Réfutation des Péripatéticiens.

V[1]. Quant à celui qui enseigne que l’âme est une entéléchie, et qu’étant elle-même complètement immobile, elle est cependant le principe des mouvements[2], qu’il explique d’où proviennent les extases (ἐνθουσιασμοι (enthousiasmoi))[3] de l’être vivant[4], quand il ne saisit plus rien de ce qu’il voit ni de ce qu’il dit, que son âme a l’intuition de l’avenir et de ce qui n’est pas présent, et qu’elle s’applique à l’identique [à l’intelligible][5] ; qu’il dise également d’où proviennent dans l’être vivant les délibérations, les réflexions et les volontés de l’âme. en tant qu’elle est l’âme de l’être vivant[6] : car ce sont là des mouvements de l’âme et non du corps[7].

VI. Comparer la nature de l’âme à la pesanteur ou aux qualités corporelles uniformes et immobiles[8], qualités qui modifient le sujet et déterminent sa nature, c’est le propre d’un homme qui volontairement ou involontairement ne comprend rien à la dignité de l’âme, qui ne voit point que le corps de l’être vivant n’est devenu vivant que par la présence de l’âme, comme c’est par la présence du feu près duquel elle se trouve placée que l’eau devient chaude, comme c’est par le lever du soleil qu’est illuminé l’air qui est naturellement obscur quand il n’est pas ainsi illuminé[9]. Mais la chaleur de l’eau n’est pas la chaleur du feu ni le feu lui-même ; la lumière qui se répand dans l’air n’est pas non plus la lumière propre à l’essence du soleil : de même, l’animation du corps (ἐμψυχία (empsuchia))[10], laquelle joue un rôle analogue à celui de la pesanteur et de la qualité qui réside dans le corps, n’est point l’âme qui est descendue dans le corps et de laquelle le corps reçoit une espèce de souffle vital[11].

  1. Eusèbe, Prép. évang., XV, 11.

# [LIGNES FOURNIES]
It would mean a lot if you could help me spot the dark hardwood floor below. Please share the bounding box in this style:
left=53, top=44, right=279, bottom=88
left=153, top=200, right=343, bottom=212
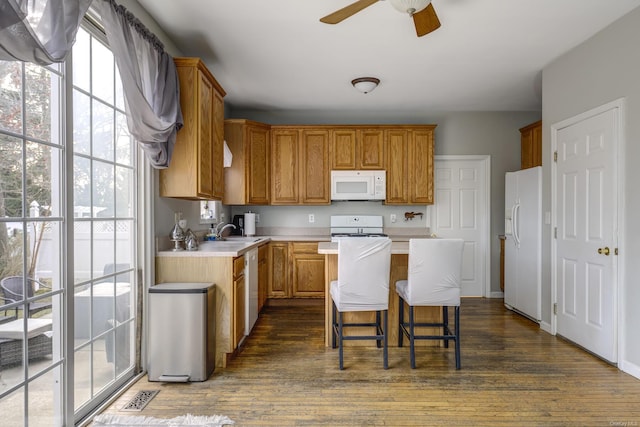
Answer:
left=97, top=299, right=640, bottom=426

# [OBJECTIFS]
a) Dans l'extrait, relevez les éléments que la section V énumère juste après les mots « qu'il dise également d'où proviennent dans l'être vivant ».
b) D'après la section VI de l'extrait, par quoi l'eau devient-elle chaude ?
c) Modifiez le passage de l'extrait allant de « Réfutation des Péripatéticiens. » jusqu'à « non du corps[7]. », en y remplaçant « entéléchie » par « forme ».

# [RÉPONSES ATTENDUES]
a) les délibérations, les réflexions, les volontés de l'âme

b) Par la présence du feu près duquel elle se trouve placée.

c)
Réfutation des Péripatéticiens.

V[1]. Quant à celui qui enseigne que l’âme est une forme, et qu’étant elle-même complètement immobile, elle est cependant le principe des mouvements[2], qu’il explique d’où proviennent les extases (ἐνθουσιασμοι (enthousiasmoi))[3] de l’être vivant[4], quand il ne saisit plus rien de ce qu’il voit ni de ce qu’il dit, que son âme a l’intuition de l’avenir et de ce qui n’est pas présent, et qu’elle s’applique à l’identique [à l’intelligible][5] ; qu’il dise également d’où proviennent dans l’être vivant les délibérations, les réflexions et les volontés de l’âme. en tant qu’elle est l’âme de l’être vivant[6] : car ce sont là des mouvements de l’âme et non du corps[7].